**The request:**
Rewrite all of the data below line for line, changing nothing except that every coordinate in the answers is raised by 8.

**Task data:**
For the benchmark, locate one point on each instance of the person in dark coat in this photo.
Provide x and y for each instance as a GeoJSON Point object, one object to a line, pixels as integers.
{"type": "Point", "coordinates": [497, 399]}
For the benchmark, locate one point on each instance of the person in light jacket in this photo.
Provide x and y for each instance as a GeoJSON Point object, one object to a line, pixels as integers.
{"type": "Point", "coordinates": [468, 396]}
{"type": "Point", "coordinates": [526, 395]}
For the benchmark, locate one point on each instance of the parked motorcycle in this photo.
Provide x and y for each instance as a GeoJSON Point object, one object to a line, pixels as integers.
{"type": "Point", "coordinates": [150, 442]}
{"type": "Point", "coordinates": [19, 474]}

**Solution to the problem:**
For the benchmark, locate one point on each instance of the person in dark coat in this photo.
Provide x and y for each instance as a GeoJSON Point object, one object to a line, pixels as integers.
{"type": "Point", "coordinates": [505, 407]}
For the benchmark, locate one point on each instance of the person in light jacket in this photo.
Provide x and y for each instance as a GeoJSON Point object, one object to a line, pixels as integers.
{"type": "Point", "coordinates": [476, 404]}
{"type": "Point", "coordinates": [534, 403]}
For the benchmark, locate one point on each instance of the parked motorcycle in this photo.
Provide x and y for each instance as a GeoJSON Point object, one object to a line, pixels as integers.
{"type": "Point", "coordinates": [158, 450]}
{"type": "Point", "coordinates": [27, 482]}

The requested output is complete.